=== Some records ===
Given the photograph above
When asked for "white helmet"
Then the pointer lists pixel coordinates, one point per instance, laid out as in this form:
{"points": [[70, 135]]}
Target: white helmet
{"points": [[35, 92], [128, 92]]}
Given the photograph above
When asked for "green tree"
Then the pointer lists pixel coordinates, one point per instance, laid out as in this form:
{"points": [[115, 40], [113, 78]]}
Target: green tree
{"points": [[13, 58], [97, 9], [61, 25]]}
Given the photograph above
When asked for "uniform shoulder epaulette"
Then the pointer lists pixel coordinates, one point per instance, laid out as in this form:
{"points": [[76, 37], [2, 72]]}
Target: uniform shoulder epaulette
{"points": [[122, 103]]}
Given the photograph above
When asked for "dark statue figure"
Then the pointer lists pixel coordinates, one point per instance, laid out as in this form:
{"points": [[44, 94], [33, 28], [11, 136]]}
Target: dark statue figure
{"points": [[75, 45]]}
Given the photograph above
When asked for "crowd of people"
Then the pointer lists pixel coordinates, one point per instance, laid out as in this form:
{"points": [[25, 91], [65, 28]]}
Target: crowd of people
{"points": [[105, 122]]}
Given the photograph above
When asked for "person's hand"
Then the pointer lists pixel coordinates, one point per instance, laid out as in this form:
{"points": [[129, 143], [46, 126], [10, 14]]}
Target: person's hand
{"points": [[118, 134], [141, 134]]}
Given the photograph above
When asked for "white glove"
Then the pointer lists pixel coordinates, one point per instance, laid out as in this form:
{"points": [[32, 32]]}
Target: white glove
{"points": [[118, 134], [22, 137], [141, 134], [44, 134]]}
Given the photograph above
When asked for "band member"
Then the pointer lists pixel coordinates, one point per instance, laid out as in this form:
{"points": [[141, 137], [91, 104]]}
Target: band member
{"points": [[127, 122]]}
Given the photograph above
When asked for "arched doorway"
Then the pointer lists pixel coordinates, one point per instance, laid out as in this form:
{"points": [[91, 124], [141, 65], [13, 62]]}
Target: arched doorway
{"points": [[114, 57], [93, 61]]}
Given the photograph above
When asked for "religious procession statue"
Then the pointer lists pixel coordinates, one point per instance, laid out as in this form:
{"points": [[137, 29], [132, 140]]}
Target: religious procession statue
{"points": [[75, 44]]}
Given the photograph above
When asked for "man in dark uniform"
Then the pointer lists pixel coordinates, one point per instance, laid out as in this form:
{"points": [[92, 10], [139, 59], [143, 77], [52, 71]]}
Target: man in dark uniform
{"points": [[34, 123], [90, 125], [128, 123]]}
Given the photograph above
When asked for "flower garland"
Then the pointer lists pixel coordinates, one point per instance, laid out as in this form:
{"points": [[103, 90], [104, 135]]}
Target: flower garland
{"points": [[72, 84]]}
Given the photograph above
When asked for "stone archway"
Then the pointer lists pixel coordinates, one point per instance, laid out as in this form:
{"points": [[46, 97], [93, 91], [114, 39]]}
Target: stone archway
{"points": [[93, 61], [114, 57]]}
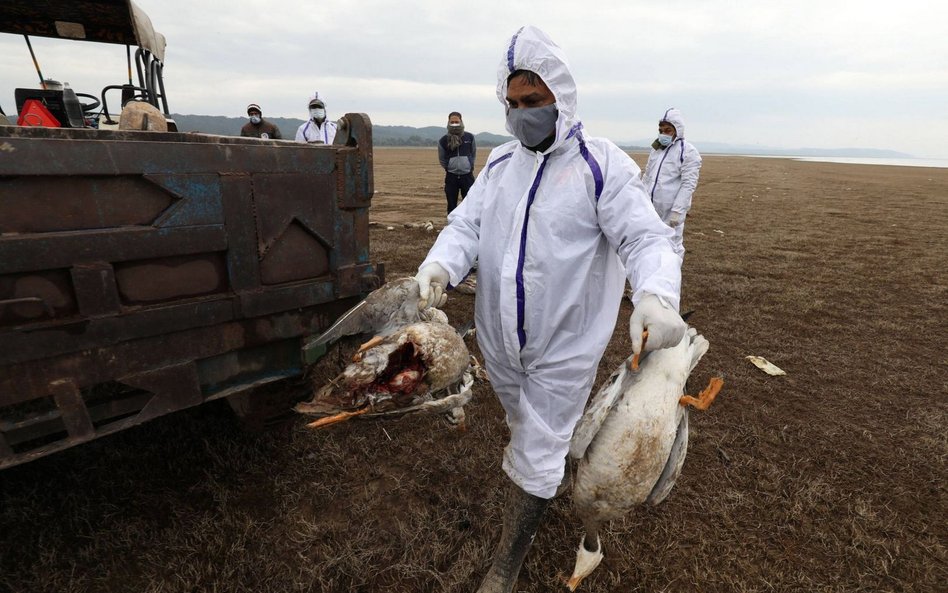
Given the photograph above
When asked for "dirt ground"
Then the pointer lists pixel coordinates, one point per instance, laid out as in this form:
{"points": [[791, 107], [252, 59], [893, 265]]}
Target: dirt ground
{"points": [[829, 479]]}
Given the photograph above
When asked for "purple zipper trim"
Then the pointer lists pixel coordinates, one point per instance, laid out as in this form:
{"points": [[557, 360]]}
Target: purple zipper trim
{"points": [[593, 164], [510, 52], [521, 298], [657, 173], [498, 160]]}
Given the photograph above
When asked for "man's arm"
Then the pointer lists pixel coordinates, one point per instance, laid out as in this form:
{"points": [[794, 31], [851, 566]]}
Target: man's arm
{"points": [[689, 180], [473, 152], [456, 246], [442, 154], [628, 219]]}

=== TASK BRIEF ===
Go through the data above and transcribe it in full, omitting any image.

=== ANSWER FOR THE TASK ===
Given the photograph above
When asked for "white helmet"
Then the pointer lists pixel coordinates, one point per instance, laid out as in this form:
{"points": [[70, 135]]}
Target: white helmet
{"points": [[35, 92], [128, 92]]}
Given the photograph above
When asked for "green tree"
Then the pointer lists pixel coordinates, one point per instance, laid out as in this form:
{"points": [[115, 40], [113, 78]]}
Target: green tree
{"points": [[13, 58], [97, 9], [61, 25]]}
Given the photograph above
When asked for "uniform shoulder epaulette"
Then the pointer lists pixel coordinates, one point per instance, laid out as in this form:
{"points": [[76, 37], [2, 72]]}
Target: uniform shoulder epaulette
{"points": [[122, 103]]}
Given the photograph above
When asked for "dark statue figure"
Then the pointer lists pixel coordinates, one point per instance, laid out as in this form:
{"points": [[44, 94], [33, 28], [11, 136]]}
Target: dark statue figure
{"points": [[75, 45]]}
Given the photograph above
When asked for "crowd of people"
Then the pointer lists pixel coordinates, one point per instance, laid out as in this form:
{"points": [[25, 91], [65, 28]]}
Target: crowd of people
{"points": [[105, 122]]}
Given the photograph above
When asked for "person's hand"
Then the pointer lists pixel coordinates, one point per instance, laid out as in this form:
{"points": [[129, 143], [46, 126], [10, 14]]}
Target: person's hand
{"points": [[118, 134], [141, 134]]}
Given the photograph above
When asked for "white glove"
Then the pointer lists pixel coordinates, one point per instance, laid out as in this form:
{"points": [[32, 32]]}
Target: white glove
{"points": [[118, 134], [22, 137], [141, 134], [44, 134]]}
Given the photograph above
When asked for "band member"
Then the pointer lists pixel coordinates, one point per instance, laid out as in this form:
{"points": [[141, 137], [91, 104]]}
Target: band member
{"points": [[127, 122]]}
Given the photograph above
When asked for "arched doorway"
Then the pointer lists pixel coordinates, one point per instance, laid out as in this form:
{"points": [[91, 124], [141, 65], [13, 62]]}
Target: arched doorway
{"points": [[114, 57], [93, 61]]}
Given the photograph above
When asked for "religious procession statue"
Then the pointer lists pixel coordinates, one point per instance, laid out as in this form:
{"points": [[137, 29], [132, 140]]}
Target: religious procession statue
{"points": [[75, 44]]}
Given the photograph above
When asked for "man in dark uniform"
Then the pointer lists pixel coordinates, one point per instance, laid out as in this form:
{"points": [[92, 10], [139, 59], [143, 77], [52, 71]]}
Target: man in dark uniform
{"points": [[34, 123], [90, 125], [128, 123]]}
Given the photograph above
When asked for "flower garland"
Then the pointer lists pixel coordinates, one point per instance, laid out as in this form:
{"points": [[103, 90], [104, 135]]}
Target: flower garland
{"points": [[72, 84]]}
Given the photograph above
When asked for "stone archway"
Then the pointer lists pixel coordinates, one point per instance, laid out as in this form:
{"points": [[46, 97], [93, 91], [114, 39]]}
Target: stone archway
{"points": [[93, 61], [114, 57]]}
Given the photograph above
When asked for "dirt ground"
Then the pointer lists pixel coordinates, one point per instance, laid out as in this form:
{"points": [[791, 107], [252, 59], [893, 265]]}
Target: dirt ground
{"points": [[829, 479]]}
Given the photograph above
When asked for "purple zipper trim"
Then the pointer lists pixel coordinates, one point per instance, laid out as in this form:
{"points": [[557, 360]]}
Target: purple zipper trim
{"points": [[593, 164], [510, 52], [521, 298], [657, 173], [498, 160]]}
Given the photograph above
When asked for "man's arm"
Then the pointer lists pixel coordinates, one point per instance, laid out as in this form:
{"points": [[794, 31], [851, 566]]}
Target: man's arm
{"points": [[689, 180], [473, 152], [456, 246], [442, 154], [628, 219]]}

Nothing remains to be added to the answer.